[Page extract — start]
The Marion County Commission was only five minutes into a budget cycle discussion Monday when Commissioner Bob Hein brought up that it’s going to be “hard to figure” fuel expenses in the foreseeable future, especially for the road and bridge department.
Commission Chairman Randy Dallke acknowledged that anything to do with oil for road and bridge—whether for road surfacing or fuel—where $10,000 was budgeted, the Commission could find itself requiring an additional $10,000 for the same road and bridge project within a year.
Commissioner Dan Holub said the commissioners will need to start “thinking outside the box.” Where a county official might have automatically gone to a meeting in the past, he said they may be asked to do Internet education instead.
The commissioners studied limited orderly budget increases, and where money would come from if fuel prices forced a department over budget.
Hein said other government entities are cutting back. He said he’d heard that the Kansas Highway Patrol may face limitations on mileage and grounding of airplanes when gasoline hits $3.50 a gallon.
Hein said county department heads will have to be told months in advance where increase limits are so they can plan.
Holub said maybe a policy can be constituted to put 50,000 more miles on each county car before it can be traded in.
County Clerk Carol Maggard said there are counties that have found it more economical to give their employees more benefits instead of giving raises.
The commissioners discussed the idea that instead of only paying health insurance for employees, perhaps they also could pay family insurance instead of a routine pay increase.
Holub suggested they look at making this year’s budget the standard, and using a minimal standard limitation such as 3 percent for budget rises.
It was noted that Chase County officials are saying they lost several sections of roadway in last week’s flooding that will need to be rebuilt in order to use them.
Road and Bridge Director Jim Herzet said the only portion of road destroyed by high water in Marion County was a low water concrete bridge at 290th and Clover with a flow tube that was inadequate to receive the unusual flow.
Herzet said he will be responsible for monitoring the work of a young man who has volunteered as part of earning a Scout Eagle badge to build fence between the County Lake and pasture owned by Mick Somerville. Herzet said the county crew may set the corner posts needed.
Maggard reported the county cash on hand balance the end of April at $7,992, 332. This included a county general fund balance of $2,216,712 and a road and bridge balance of $1,130,358.74.
The motor vehicle expense fund operated by County Treasurer Jeannine Bateman was at $1,968 in expenditures.
Health Director Bobbi Strait reported she has received an anonymous complaint with photos that was first sent to the Kansas Department of Health and Environment concerning a sewer pipe running straight from a home on Alfalfa Road.
[Page extract — finish]
[Entries shown — start]
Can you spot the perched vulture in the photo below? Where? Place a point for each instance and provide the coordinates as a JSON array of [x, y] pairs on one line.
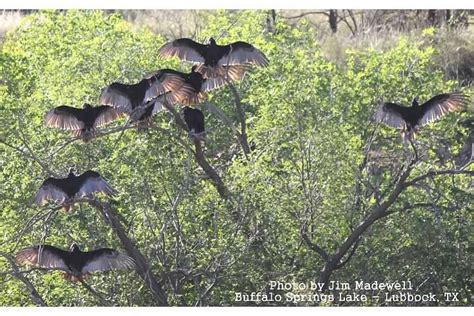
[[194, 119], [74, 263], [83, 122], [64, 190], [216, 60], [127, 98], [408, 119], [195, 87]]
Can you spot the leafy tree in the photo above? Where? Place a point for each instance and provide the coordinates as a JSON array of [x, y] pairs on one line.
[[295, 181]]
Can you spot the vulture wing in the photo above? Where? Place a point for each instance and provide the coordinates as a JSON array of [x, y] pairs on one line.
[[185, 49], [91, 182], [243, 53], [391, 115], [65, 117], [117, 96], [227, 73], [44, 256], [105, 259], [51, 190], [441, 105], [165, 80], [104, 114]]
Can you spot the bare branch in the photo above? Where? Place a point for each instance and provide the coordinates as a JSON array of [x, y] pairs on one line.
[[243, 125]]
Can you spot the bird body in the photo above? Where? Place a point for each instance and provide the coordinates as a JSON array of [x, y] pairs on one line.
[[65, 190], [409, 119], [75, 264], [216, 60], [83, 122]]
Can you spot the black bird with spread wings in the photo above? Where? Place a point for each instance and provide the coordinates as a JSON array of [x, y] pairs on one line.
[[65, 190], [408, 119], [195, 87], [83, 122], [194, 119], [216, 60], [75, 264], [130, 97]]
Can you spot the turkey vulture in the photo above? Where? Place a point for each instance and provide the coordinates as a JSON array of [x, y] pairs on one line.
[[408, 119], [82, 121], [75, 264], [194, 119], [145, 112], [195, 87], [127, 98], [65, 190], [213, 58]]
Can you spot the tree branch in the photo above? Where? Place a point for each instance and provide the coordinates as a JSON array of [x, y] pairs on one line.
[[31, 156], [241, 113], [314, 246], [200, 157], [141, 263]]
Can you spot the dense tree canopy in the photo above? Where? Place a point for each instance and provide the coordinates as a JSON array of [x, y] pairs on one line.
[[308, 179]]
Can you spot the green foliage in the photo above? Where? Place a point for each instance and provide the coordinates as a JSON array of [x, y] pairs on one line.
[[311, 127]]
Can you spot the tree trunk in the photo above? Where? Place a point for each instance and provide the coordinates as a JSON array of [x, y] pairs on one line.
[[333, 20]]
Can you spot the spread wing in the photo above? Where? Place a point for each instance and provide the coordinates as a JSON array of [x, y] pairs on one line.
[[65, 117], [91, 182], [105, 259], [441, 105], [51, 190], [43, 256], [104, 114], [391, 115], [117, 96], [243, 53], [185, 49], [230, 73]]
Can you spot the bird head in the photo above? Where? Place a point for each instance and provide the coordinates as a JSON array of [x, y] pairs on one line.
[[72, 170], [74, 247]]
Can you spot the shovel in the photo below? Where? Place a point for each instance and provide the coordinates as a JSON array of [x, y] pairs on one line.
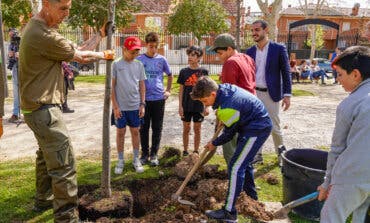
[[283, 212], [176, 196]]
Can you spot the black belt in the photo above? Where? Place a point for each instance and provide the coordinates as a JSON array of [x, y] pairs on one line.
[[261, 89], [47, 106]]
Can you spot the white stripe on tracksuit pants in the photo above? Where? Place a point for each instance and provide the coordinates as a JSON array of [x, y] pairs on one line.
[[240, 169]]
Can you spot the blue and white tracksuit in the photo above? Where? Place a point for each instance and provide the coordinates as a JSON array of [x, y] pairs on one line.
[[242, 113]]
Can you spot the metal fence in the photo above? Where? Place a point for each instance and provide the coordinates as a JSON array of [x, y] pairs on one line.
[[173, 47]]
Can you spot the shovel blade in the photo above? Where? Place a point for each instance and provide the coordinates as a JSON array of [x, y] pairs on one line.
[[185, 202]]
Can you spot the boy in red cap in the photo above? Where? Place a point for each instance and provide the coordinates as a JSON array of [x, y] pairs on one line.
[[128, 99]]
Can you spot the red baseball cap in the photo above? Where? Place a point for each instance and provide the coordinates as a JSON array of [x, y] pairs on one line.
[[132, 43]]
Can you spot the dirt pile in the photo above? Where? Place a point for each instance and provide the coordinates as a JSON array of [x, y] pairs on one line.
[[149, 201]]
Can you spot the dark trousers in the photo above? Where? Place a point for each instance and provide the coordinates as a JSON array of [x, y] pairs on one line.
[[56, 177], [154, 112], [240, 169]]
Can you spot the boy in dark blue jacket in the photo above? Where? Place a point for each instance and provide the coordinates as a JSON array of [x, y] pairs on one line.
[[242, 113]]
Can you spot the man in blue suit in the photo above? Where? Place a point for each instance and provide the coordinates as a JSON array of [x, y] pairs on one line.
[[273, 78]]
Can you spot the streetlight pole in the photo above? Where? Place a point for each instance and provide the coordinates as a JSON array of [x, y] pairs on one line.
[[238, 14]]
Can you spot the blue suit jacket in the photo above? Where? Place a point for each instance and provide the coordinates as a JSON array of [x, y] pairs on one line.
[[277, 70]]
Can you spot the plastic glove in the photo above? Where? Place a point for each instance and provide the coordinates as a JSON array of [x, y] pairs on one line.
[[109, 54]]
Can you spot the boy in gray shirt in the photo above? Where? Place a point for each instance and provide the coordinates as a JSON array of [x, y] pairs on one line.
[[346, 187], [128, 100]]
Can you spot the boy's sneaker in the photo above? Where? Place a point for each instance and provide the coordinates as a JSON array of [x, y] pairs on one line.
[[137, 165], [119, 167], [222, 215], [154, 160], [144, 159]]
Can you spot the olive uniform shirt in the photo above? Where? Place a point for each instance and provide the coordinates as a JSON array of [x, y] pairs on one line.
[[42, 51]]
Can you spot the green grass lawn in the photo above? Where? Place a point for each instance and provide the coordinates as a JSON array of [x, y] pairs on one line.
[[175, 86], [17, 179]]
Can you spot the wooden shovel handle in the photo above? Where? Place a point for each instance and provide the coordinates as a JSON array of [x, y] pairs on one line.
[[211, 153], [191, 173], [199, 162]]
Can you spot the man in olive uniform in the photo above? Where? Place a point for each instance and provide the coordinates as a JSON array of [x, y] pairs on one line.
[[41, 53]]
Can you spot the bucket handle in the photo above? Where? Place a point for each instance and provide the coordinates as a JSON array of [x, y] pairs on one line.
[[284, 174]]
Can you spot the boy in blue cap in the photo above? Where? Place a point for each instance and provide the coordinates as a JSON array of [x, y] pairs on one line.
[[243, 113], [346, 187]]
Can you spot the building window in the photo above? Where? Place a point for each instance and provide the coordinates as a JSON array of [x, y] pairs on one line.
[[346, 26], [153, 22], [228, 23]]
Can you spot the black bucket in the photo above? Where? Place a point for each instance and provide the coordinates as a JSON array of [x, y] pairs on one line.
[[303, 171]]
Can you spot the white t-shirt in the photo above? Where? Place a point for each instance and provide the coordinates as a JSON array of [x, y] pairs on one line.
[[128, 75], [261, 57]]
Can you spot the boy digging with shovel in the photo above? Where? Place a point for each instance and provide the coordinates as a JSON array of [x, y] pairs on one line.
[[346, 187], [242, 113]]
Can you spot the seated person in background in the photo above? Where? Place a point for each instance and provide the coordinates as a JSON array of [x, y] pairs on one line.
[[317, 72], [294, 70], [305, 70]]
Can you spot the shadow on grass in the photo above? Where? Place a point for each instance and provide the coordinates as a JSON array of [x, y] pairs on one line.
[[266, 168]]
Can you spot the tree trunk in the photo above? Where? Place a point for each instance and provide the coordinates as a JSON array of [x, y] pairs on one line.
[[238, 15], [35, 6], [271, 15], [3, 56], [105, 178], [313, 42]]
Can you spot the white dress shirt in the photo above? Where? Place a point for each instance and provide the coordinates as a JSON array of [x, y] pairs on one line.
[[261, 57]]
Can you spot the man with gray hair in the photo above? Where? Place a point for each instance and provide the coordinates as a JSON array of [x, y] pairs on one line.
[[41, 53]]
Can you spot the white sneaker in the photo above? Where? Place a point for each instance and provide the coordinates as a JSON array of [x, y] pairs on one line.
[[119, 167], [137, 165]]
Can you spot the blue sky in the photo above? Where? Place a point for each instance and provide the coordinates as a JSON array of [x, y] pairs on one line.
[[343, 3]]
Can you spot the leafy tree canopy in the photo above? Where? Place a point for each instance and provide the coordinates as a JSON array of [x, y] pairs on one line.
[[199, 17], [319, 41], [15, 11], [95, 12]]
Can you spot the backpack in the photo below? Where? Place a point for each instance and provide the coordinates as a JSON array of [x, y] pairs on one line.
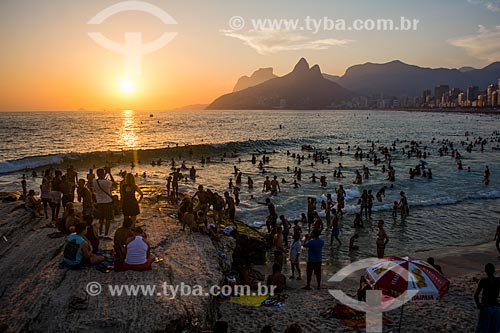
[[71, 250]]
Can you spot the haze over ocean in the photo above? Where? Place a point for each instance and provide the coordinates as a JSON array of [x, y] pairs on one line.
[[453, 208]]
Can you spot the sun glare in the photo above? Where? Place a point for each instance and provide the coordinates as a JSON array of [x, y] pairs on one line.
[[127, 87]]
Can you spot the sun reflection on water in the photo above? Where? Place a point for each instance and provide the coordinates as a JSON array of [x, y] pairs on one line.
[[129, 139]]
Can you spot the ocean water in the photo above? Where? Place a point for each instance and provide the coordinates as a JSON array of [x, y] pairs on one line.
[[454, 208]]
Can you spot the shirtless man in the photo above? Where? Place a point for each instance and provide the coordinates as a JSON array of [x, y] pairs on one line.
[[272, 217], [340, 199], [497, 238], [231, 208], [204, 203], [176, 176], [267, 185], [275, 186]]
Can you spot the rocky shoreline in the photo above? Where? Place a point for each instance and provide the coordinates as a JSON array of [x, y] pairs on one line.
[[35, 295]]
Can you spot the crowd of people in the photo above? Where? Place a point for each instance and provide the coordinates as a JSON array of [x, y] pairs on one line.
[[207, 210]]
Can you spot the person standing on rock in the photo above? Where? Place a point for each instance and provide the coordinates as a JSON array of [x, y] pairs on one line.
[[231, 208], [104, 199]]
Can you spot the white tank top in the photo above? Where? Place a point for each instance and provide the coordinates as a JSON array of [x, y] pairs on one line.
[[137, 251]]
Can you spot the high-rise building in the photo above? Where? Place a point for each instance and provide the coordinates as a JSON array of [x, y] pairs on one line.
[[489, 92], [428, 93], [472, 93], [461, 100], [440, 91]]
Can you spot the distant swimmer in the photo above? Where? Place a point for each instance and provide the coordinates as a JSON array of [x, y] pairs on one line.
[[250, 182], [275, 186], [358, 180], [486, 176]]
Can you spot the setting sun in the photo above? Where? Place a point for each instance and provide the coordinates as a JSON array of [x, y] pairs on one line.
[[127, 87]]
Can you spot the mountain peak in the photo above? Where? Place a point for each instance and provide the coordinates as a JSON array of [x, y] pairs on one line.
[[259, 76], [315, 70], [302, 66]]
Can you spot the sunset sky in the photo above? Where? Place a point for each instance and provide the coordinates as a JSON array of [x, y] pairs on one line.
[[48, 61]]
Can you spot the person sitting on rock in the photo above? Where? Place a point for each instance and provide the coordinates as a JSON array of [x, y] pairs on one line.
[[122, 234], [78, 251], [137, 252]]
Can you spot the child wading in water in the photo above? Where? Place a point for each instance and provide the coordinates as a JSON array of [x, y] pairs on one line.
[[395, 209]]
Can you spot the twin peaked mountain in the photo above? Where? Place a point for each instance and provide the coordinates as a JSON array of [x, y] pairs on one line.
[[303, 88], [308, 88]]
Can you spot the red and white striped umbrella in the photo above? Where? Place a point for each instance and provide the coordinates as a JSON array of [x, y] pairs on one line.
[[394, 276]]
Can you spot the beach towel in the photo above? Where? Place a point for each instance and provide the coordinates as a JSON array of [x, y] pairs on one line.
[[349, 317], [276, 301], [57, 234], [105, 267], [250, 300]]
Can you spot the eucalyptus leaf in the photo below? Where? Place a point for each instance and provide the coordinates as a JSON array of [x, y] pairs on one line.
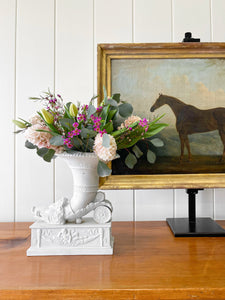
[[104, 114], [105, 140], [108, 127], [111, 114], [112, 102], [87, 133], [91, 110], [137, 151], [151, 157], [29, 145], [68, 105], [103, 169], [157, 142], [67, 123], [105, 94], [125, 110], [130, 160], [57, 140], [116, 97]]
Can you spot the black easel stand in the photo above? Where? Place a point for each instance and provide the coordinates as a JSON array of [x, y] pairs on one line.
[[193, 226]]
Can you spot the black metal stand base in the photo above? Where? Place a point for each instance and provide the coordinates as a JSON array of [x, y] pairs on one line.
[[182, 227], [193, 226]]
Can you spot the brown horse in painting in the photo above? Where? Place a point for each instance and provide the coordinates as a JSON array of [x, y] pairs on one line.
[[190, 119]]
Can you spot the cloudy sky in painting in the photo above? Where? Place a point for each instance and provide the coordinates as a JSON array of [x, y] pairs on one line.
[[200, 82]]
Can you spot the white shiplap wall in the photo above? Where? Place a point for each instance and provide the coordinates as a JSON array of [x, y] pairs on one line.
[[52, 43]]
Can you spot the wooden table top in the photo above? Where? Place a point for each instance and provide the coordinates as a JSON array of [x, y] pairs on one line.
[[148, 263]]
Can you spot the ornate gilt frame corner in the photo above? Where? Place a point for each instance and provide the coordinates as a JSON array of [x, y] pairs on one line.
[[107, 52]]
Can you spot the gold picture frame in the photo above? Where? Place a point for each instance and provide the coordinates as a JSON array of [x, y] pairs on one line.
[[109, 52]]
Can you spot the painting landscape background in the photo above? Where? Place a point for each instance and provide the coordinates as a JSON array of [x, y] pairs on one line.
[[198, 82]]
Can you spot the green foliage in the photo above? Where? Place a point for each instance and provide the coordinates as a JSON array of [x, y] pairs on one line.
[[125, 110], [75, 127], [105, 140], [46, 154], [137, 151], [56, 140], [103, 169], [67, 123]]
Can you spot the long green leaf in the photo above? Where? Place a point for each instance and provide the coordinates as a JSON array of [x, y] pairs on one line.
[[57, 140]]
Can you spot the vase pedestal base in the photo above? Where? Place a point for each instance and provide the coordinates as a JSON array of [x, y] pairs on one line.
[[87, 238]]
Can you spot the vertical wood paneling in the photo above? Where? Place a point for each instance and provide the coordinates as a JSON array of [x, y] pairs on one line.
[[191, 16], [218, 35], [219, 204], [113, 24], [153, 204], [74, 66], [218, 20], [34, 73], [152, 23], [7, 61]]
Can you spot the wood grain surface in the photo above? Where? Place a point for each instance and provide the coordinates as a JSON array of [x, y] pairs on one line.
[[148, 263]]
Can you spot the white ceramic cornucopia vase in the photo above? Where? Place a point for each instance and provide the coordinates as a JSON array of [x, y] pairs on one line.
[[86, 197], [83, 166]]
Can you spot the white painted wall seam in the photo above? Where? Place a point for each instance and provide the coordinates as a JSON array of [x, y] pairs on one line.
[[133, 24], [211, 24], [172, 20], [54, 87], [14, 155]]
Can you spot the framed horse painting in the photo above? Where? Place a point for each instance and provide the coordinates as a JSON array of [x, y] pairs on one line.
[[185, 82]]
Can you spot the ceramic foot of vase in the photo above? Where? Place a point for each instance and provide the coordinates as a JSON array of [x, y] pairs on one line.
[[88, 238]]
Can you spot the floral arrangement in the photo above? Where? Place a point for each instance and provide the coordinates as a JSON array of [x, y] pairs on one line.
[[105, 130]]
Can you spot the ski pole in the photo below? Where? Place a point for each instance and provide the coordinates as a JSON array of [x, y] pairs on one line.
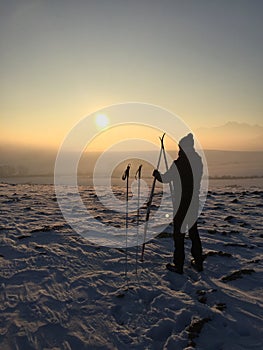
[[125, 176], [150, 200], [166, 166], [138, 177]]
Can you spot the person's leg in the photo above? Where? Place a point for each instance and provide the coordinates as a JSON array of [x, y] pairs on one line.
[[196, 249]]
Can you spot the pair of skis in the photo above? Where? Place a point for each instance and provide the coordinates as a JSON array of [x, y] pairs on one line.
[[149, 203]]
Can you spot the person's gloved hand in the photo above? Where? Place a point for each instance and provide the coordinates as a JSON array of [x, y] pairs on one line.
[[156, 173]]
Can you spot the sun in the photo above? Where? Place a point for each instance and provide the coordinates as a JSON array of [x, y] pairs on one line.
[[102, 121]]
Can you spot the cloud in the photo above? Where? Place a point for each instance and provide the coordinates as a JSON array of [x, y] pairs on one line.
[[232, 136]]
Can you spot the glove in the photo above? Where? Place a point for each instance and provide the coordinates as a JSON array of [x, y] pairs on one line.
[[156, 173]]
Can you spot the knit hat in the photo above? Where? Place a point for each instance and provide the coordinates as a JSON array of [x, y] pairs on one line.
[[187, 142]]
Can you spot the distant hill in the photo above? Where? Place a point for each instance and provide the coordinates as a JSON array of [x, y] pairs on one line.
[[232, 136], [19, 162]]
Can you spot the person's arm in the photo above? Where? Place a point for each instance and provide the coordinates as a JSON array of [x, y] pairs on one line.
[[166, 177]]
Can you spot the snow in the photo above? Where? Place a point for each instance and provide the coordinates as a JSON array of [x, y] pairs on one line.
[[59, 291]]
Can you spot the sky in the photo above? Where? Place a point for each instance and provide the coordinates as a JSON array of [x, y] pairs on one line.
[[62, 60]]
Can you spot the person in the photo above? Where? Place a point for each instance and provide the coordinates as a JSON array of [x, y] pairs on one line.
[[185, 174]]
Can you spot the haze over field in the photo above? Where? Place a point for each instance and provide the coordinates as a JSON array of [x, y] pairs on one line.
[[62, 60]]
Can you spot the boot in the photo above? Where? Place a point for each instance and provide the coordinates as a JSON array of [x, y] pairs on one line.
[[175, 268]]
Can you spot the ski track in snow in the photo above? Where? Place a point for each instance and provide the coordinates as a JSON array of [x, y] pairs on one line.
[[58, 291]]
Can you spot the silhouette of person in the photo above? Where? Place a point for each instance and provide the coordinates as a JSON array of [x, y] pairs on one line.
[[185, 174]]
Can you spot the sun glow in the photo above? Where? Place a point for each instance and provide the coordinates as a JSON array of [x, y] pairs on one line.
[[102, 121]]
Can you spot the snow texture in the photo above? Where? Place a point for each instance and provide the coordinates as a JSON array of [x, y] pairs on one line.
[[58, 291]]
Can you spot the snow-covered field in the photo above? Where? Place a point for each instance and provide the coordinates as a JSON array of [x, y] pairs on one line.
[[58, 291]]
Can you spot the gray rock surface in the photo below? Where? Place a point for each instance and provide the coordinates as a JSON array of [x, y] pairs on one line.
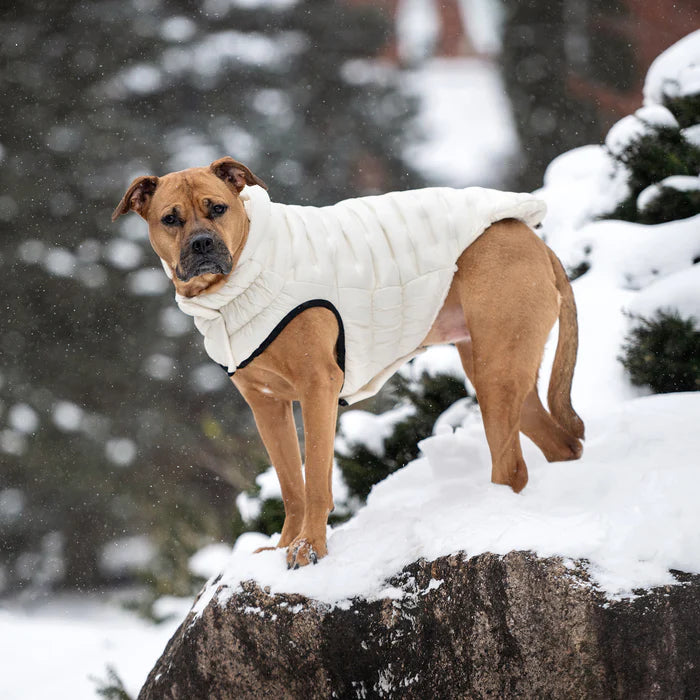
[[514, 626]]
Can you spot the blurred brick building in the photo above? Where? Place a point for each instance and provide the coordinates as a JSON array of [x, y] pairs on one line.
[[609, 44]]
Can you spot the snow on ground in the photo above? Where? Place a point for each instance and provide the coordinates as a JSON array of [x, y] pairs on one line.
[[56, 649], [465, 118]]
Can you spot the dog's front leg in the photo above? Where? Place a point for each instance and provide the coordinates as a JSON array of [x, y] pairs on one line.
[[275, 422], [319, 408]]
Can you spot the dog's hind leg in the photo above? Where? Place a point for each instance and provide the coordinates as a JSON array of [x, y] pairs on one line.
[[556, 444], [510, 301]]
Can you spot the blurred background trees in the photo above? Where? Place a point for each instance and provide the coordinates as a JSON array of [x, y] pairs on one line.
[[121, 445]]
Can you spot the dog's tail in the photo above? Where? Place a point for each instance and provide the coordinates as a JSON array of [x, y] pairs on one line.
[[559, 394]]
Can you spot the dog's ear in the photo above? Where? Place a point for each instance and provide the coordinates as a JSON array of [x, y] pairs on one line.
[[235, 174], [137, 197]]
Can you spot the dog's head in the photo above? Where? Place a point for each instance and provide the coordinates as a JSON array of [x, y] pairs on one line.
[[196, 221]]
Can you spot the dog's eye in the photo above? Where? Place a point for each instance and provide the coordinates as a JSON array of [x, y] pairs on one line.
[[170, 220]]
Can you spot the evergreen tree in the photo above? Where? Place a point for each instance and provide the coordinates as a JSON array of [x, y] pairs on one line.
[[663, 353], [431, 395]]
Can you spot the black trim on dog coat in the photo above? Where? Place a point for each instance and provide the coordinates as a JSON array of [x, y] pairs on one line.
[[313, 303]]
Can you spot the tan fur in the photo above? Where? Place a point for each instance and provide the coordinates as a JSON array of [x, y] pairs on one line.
[Entries shown — finish]
* Brief A *
From the county commission article, extract the passage that opens with the words containing "The commissioners studied" and closes with "be traded in.".
* Brief B *
Write what comes next in the county commission article, continuing from its final sentence.

* Answer box A *
The commissioners studied limited orderly budget increases, and where money would come from if fuel prices forced a department over budget.
Hein said other government entities are cutting back. He said he’d heard that the Kansas Highway Patrol may face limitations on mileage and grounding of airplanes when gasoline hits $3.50 a gallon.
Hein said county department heads will have to be told months in advance where increase limits are so they can plan.
Holub said maybe a policy can be constituted to put 50,000 more miles on each county car before it can be traded in.

* Answer box B *
Strait said that is illegal, and a practice never allowed to be grandfathered in by the state. Legal rural sewage systems include such practices as having a lagoon or a septic tank system to hold and digest sewage waste, she said.
Strait must contact the owner of the home to insist on cleanup, and then report back to the state, she said. The state will direct her as to whether the ditch will require some kind of clean-up action, or be allowed to set until the waste there is abated naturally.
Strait also has been notified by KDHE that before any structure can be torn down, whether it be a farm shed or a house, it must have a certificate of inspection for asbestos. She found that the inspection can cost from $350 to $500.
To save county residents money, she is going to asbestos certification school June 19-20. She said she already is required to look at a home’s insulation and wiring before it is torn down, “so I am already there.”
Strait said most homes being torn down or burned were built before use of asbestos began anyway.
Sheriff Lee Becker said he will give one of his officers a half-time assignment to Marion County Lake to increase law enforcement commitment there because of activities occurring especially on weekend nights.
He said he also assign jail inmates there to clean up the swimming beach.
The commissioners signed an agreement with a Quail Forever group operating through the Kansas Department of Wildlife and Parks to maintain bird cover at the old Marion County Landfill.
Law Kingdon and Justice Concepts Inc. personnel discussed with commissioners what kind of a proposal for a new community corrections facility they may put together that would be acceptable to Marion County residents.
Allen Beck of Justice Concepts suggested, besides developing a realistic financial figure, that such things as providing therapy as well as incarceration for minimum risk convicts might help.
The Law Kingdon team also told Sheriff Becker that they would help him at an hourly rate in dealing with the State Fire Marshall’s Office on shortfalls in the jail until the situation could be modified.